*WHAT YOU ARE ASKED TO DO*
Copy out exactly the lines from the first line of the material below through the line containing "Target: tram car", and nothing beyond them.

# # # # #

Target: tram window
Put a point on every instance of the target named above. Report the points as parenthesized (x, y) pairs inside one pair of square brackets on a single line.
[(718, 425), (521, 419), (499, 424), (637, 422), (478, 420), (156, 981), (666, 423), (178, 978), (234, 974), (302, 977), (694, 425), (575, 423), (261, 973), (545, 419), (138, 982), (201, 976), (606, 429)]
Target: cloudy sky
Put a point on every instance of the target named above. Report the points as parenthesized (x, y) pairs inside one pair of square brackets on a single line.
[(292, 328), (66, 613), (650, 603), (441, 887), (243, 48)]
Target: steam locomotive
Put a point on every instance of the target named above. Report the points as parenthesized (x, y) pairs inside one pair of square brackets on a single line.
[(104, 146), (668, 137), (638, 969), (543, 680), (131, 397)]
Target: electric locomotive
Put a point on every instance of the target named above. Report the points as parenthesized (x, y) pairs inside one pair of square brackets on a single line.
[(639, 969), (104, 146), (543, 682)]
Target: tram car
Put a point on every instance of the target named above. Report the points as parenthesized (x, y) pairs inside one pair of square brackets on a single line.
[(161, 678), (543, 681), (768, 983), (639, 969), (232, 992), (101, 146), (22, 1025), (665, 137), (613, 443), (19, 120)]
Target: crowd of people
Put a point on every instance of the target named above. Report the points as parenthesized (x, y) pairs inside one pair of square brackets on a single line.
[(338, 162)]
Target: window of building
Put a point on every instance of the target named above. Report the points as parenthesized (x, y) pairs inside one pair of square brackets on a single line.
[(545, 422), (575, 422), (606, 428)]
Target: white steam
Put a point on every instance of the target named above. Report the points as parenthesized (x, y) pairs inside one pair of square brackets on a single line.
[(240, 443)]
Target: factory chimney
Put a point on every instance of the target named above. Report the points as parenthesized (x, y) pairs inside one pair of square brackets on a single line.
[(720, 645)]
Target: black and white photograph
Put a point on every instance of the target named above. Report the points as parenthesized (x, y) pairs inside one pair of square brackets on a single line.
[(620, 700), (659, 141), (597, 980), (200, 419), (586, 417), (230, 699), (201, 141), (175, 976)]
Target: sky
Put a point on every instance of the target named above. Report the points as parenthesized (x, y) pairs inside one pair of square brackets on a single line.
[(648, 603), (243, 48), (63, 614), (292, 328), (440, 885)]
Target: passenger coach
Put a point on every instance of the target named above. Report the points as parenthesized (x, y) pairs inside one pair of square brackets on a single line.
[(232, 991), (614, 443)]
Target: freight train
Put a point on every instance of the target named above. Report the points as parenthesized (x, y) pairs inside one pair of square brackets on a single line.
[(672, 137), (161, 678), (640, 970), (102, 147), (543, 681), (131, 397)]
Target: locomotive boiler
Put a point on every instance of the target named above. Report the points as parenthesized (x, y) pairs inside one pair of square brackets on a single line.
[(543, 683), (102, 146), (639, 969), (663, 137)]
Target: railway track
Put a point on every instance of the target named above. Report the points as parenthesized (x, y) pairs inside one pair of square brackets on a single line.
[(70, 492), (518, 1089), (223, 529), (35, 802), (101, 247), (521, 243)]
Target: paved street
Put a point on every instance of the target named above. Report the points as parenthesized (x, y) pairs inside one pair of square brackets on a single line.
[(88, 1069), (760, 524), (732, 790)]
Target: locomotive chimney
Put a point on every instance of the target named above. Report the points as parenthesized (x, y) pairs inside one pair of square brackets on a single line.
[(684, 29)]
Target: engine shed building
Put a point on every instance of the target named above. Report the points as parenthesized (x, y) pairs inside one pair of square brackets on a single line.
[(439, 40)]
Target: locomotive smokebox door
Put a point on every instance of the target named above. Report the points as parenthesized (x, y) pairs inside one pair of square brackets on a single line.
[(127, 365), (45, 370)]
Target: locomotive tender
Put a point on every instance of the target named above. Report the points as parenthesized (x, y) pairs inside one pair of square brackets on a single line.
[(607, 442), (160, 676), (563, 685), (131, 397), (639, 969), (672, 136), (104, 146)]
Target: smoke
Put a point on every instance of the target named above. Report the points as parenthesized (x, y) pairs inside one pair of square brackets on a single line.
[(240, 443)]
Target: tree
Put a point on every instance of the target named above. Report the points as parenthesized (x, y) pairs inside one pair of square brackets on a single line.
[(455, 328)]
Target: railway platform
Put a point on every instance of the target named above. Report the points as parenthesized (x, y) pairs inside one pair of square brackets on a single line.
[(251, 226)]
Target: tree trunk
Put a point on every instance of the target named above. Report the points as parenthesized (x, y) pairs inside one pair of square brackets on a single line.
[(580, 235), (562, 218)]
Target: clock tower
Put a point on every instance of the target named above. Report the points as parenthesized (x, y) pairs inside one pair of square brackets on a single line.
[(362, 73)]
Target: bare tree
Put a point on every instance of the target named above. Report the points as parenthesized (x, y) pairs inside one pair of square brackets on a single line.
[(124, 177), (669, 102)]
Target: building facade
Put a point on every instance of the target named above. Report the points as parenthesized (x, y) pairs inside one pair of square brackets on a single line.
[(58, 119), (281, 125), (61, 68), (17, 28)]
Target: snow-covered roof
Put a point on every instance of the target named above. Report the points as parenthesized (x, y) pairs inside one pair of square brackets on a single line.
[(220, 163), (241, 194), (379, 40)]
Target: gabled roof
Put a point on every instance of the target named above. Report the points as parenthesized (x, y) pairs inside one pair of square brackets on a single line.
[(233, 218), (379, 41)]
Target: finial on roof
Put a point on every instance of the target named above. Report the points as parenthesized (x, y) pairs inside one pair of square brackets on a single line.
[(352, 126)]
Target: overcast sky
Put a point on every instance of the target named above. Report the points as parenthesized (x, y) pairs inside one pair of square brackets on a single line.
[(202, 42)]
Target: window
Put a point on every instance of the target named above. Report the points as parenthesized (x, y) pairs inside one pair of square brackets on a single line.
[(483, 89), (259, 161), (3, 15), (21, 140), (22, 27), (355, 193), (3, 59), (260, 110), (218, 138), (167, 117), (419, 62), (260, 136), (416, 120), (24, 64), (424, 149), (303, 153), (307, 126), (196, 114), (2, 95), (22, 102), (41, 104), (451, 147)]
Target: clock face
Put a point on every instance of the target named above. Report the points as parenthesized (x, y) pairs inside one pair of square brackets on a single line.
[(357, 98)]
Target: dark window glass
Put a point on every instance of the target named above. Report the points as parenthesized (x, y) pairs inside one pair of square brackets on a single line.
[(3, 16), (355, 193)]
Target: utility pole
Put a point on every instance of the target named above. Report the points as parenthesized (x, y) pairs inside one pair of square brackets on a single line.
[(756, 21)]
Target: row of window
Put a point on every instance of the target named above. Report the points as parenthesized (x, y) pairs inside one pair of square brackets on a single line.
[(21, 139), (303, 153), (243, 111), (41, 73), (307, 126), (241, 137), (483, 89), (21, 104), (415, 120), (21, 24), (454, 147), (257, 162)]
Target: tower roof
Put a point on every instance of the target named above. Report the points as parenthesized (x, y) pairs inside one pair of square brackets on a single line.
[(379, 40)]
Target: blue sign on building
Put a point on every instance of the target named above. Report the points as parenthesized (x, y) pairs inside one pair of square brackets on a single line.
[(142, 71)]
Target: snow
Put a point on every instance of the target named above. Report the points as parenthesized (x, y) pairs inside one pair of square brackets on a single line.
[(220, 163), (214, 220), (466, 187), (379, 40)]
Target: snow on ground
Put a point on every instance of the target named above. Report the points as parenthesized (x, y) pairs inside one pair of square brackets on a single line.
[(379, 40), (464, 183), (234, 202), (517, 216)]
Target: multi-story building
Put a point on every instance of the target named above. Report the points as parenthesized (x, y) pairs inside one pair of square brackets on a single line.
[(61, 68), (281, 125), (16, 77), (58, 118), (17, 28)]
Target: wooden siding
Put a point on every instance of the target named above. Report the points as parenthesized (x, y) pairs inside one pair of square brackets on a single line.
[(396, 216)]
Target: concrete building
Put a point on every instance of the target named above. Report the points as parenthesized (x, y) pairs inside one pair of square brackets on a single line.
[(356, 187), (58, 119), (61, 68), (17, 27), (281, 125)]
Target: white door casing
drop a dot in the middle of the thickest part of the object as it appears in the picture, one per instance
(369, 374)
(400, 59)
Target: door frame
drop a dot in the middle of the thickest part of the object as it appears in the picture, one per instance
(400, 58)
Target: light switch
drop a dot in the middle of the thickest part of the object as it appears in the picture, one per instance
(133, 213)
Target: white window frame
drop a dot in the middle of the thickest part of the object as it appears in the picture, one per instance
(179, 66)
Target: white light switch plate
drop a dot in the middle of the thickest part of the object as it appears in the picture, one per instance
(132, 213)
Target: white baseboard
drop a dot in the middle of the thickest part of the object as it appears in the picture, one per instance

# # # # #

*WRITTEN RESPONSE*
Target: tram window
Put a point on every instance of the target named above. Report the points as parenthesized (x, y) pairs inside one pair of square brackets on a single line.
[(718, 425), (521, 419), (499, 424), (637, 422), (478, 420), (156, 981), (666, 423), (178, 978), (234, 974), (302, 977), (694, 425), (575, 423), (261, 973), (545, 419), (138, 982), (201, 976), (606, 429)]
Target: cloudy sky
Put a point on every instance of the target named above. Report the points as parenthesized (x, y) pairs inside one pair of square brackets on a single line.
[(292, 328), (66, 613), (650, 603), (441, 887), (243, 48)]
Target: steam locomotive
Put a point on every instance of the target named above. Report the points as parenthesized (x, y) pairs inside one pair of square brackets on a single line.
[(104, 146), (668, 137), (638, 969), (543, 680), (131, 397)]
Target: electric locomotive
Put a point on every instance of the target named above. Report the points as parenthesized (x, y) pairs inside one pair of square brackets on a single line.
[(639, 969), (104, 146), (543, 682)]
Target: tram car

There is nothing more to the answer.